::: Data section :::
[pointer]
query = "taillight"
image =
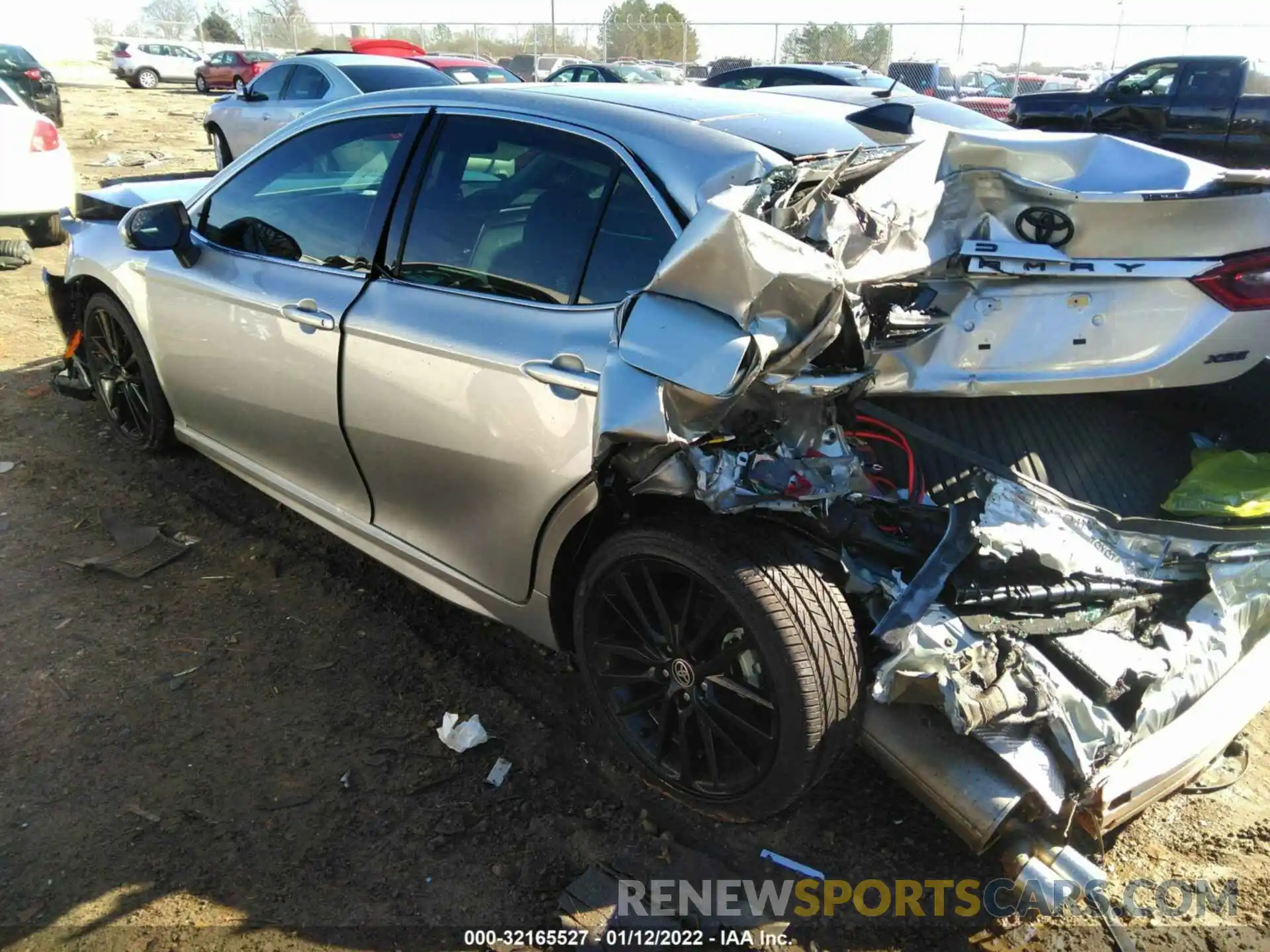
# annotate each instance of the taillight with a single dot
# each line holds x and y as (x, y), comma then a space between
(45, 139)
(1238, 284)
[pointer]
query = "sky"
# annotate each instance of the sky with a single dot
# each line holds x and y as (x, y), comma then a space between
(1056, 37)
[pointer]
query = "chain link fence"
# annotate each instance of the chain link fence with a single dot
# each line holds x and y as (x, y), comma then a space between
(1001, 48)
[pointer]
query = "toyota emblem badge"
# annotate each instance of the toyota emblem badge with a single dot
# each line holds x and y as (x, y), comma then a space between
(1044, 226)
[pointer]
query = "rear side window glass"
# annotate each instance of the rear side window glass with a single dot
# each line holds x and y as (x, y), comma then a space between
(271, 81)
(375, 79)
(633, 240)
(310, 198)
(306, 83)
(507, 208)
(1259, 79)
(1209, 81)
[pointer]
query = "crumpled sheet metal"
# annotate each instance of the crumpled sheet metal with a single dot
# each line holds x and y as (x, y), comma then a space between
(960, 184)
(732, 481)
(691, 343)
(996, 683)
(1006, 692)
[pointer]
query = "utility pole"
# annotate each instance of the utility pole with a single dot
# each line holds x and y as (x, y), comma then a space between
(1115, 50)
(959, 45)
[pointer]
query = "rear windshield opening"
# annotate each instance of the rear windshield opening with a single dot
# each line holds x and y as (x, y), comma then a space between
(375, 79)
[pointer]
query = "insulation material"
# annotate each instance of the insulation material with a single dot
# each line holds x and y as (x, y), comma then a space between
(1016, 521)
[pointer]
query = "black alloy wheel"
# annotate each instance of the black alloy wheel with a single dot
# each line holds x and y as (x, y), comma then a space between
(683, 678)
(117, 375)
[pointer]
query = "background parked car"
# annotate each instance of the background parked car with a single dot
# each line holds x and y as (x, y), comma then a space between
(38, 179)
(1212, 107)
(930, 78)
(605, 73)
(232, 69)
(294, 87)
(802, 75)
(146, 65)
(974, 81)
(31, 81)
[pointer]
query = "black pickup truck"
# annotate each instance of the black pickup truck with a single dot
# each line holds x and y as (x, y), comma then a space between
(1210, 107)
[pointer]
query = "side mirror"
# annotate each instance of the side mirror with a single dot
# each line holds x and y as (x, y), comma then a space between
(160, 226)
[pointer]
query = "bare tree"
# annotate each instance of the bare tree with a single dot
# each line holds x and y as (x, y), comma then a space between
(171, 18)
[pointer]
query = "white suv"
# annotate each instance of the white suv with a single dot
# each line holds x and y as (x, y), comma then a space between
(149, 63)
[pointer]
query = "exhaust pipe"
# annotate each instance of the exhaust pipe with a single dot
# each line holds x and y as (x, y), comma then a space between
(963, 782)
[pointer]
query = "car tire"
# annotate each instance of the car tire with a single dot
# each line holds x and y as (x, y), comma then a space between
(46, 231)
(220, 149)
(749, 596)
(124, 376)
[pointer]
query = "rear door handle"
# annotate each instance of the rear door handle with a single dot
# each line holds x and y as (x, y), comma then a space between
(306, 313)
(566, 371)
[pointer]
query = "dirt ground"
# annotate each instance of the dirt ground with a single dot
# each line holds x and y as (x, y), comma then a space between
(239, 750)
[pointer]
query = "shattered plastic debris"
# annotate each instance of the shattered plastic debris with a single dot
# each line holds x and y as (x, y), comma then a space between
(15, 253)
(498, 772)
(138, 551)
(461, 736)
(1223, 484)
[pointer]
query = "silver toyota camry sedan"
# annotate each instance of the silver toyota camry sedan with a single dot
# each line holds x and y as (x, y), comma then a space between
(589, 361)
:::
::: Data section :::
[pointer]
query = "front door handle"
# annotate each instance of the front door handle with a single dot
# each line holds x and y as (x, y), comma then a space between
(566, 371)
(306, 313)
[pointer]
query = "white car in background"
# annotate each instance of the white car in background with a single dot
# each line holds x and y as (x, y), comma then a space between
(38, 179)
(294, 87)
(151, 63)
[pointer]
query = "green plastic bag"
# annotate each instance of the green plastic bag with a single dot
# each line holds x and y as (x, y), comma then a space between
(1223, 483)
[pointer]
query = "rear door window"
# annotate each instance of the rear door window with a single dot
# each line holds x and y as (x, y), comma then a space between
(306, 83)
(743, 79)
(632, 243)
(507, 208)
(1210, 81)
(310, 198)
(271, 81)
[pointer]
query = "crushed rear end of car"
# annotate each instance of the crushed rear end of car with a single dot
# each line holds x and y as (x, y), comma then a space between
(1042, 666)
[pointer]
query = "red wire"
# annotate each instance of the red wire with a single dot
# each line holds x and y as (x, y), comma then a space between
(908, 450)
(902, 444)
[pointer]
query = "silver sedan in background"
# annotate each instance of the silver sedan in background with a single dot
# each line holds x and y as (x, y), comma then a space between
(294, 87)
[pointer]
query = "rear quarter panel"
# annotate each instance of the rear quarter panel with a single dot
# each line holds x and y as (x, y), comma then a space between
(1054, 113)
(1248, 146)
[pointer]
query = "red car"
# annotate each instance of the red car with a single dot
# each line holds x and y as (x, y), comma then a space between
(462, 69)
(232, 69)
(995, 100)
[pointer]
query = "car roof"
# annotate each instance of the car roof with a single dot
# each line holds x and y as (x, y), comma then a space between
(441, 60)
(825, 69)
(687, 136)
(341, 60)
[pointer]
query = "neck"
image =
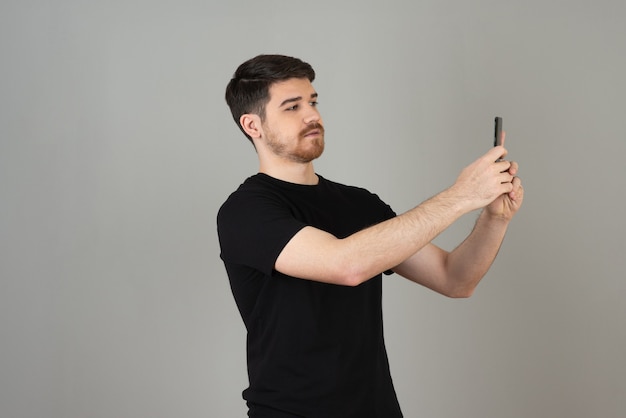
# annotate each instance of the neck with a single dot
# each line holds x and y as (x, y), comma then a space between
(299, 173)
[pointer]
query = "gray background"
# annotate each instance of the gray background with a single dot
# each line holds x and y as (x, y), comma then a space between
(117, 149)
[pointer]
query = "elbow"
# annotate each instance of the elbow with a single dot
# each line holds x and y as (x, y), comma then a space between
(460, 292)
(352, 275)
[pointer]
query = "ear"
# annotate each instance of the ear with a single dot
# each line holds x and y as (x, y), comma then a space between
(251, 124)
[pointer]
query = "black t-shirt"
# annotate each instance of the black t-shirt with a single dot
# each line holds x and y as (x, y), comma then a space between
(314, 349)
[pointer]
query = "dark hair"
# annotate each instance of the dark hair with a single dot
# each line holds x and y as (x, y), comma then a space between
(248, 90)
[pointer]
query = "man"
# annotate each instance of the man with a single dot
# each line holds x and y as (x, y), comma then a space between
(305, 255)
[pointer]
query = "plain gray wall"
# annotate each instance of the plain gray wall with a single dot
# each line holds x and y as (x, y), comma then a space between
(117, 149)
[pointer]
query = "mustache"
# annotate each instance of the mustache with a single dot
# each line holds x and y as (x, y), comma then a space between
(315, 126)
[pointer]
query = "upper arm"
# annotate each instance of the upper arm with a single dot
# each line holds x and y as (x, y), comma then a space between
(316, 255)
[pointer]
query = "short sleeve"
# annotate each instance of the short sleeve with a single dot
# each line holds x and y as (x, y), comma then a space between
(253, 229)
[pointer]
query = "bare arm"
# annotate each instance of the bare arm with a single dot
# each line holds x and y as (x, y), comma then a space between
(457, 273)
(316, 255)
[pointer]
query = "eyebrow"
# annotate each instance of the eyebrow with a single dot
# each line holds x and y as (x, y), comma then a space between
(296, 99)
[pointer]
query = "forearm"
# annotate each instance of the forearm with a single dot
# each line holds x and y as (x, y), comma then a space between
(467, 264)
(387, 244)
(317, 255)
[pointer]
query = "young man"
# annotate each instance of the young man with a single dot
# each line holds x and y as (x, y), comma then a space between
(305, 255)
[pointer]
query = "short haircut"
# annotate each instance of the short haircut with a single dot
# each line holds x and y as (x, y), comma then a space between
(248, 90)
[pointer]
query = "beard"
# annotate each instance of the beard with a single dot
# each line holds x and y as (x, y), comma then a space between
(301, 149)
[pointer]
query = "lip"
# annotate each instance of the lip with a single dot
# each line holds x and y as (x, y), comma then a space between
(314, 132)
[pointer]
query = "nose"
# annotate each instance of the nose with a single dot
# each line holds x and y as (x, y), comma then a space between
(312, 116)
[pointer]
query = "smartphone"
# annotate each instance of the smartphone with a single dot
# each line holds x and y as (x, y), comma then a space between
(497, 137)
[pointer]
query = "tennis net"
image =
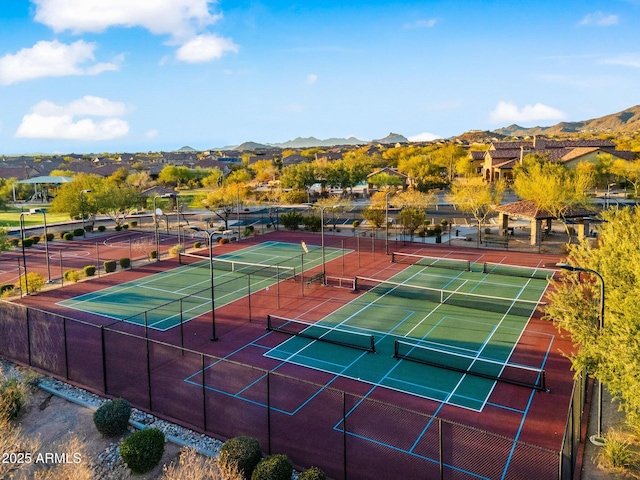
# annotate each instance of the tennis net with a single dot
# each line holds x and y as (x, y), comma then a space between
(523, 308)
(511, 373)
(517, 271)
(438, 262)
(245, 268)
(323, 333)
:::
### Work required
How many lines of the material contain the string "side"? Case counts; give only the number.

### Exercise result
4